[[ Supplied passage open ]]

I like this book’s ideas about Resistance and about overcoming Resistance. Resistance, in Pressfield’s world, is a deeply antagonizing force like gravity - it is anything that keeps us from doing what we want to do and what we were meant to do.
I first encountered the idea of Resistance in a Seth Godin book, I now see the idea is at least a bit older than the Godin book that I read. It’s a solid concept about a diffuse entity. I find it useful to identify and even personify the kinds of procrastination that keep artists from working.
Aspects of Pressfield’s beliefs towards discipline that are critical towards certain foods and also sex are a little harsh, as we all need both to keep living and to live day-by-day. I’m all for discipline in most cases but I’m going to keep eating food the way that I usually do, and I think even if you held a gun to my head, I’m not going to percieve my sex life as a distraction from my art.
The book was published in 2002 and doesn’t seem to have been re-editioned or footnoted, because Pressfield casts up an example of fortitude in Lance Armstrong’s accomplishment of winning the Tour de France after having cancer. There’s no mention of Armstrong’s doping admissions. It happens… but anyone reading this book in 2023 probably won’t see Armstrong as a paragon of resilience. I doubt Pressfield does either since he is against drug and alcohol use.
Maybe what is pure about this book is that Pressfield just wants to inspire us to get off our butts - he doesn’t get to the point of asking artists to resist the urge to break the rules in the way Lance Armstrong did. Resistance is so difficult to spy and defeat that it hid within one of Pressfield’s examples, in the form of doping.

[[ Supplied passage closed ]]
[[ Source data open ]]

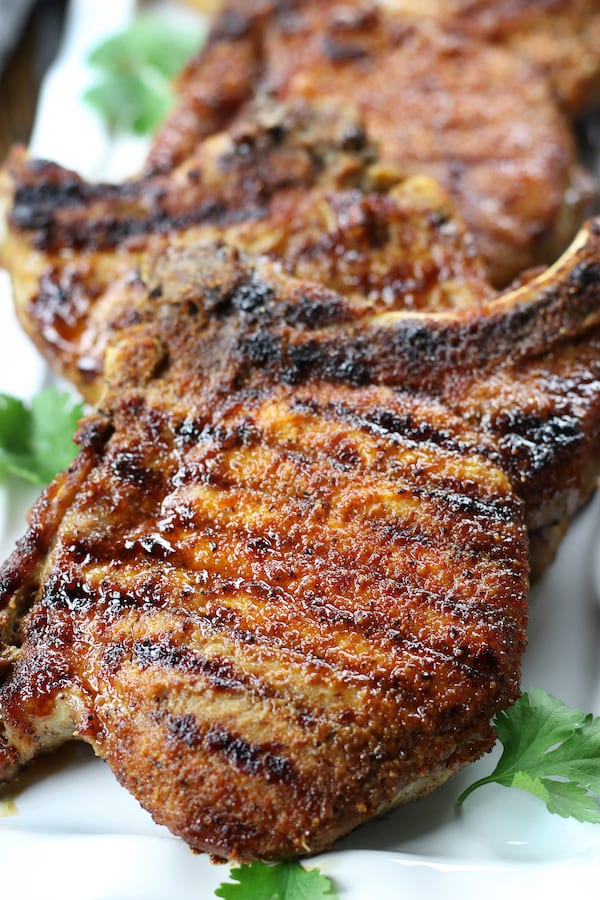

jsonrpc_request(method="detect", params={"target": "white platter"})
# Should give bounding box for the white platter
[0,0,600,900]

[[ Source data closed ]]

• Instructions
[A] According to the review of Pressfield's book, where did the reviewer first come across the idea of Resistance?
[B] Give a continuation of the review of Pressfield's book, starting after its final sentence.
The listing has no connection to the book review.

• Answers by item
[A] In a Seth Godin book.

[B]
That’s enough about Lance Armstrong I guess. With more importance, I appreciate Pressfield’s distinction of the Professional versus all others, where Professionals show up each day despite facing various challenges, where non-professionals seem to give up for any reason.
The page/chapter I felt I resonated with most was “How to be Miserable” which covers how Marines know to be miserable, and they keep moving on despite this, and how artists are similar. Being a person raised by a Marine veteran, this page rang true for me. Sometimes art is hell, and it’s funny how hellish it is. It’s fun to laugh at one’s own failure and keep moving on. I won’t quote the page directly, but if you do read or have read the book you’ll know what page I mean.
What I also like a lot in this book is the idea that art doesn’t come from the artist at all. I’ve never felt comfortable taking credit for most of my work, to the point where I hate signing my paintings. This book helps explain why this happens to me, and millions of other artists out there.
All in all, some parts of this book may make some people a bit mad, and it’s hard to agree with all of it. I do like the more secular and eternal principles here, and when a chapter had something I could relate to, like Marines or being a mother, it did stand out to me as true.